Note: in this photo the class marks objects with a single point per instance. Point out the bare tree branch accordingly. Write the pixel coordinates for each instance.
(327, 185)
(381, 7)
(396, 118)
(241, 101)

----------

[Work to be completed] Rewrite the records with "bare tree branch" replaced by "leafless tree branch" and nothing else changed.

[Response for this exercise]
Note: in this photo the class marks objects with a single point per instance. Point out the leafless tree branch accordingly. Write the pixel coordinates for each instance.
(327, 185)
(381, 7)
(396, 118)
(241, 101)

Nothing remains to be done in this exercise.